STORED RECORDS:
++++++++
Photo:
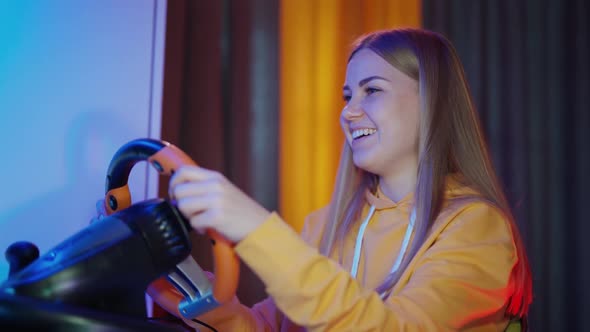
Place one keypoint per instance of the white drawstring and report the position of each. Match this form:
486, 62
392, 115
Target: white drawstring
359, 242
++++++++
YOUR OBJECTIVE:
Please give these lines again with every "drawstring" switched to "cord" and nothing else changed, leaving out the pictures.

REPLY TO THE EXERCISE:
Photo:
Place one keypoint per instance of the white cord and report the position of each. Match this form:
486, 62
392, 115
Target: white cord
359, 242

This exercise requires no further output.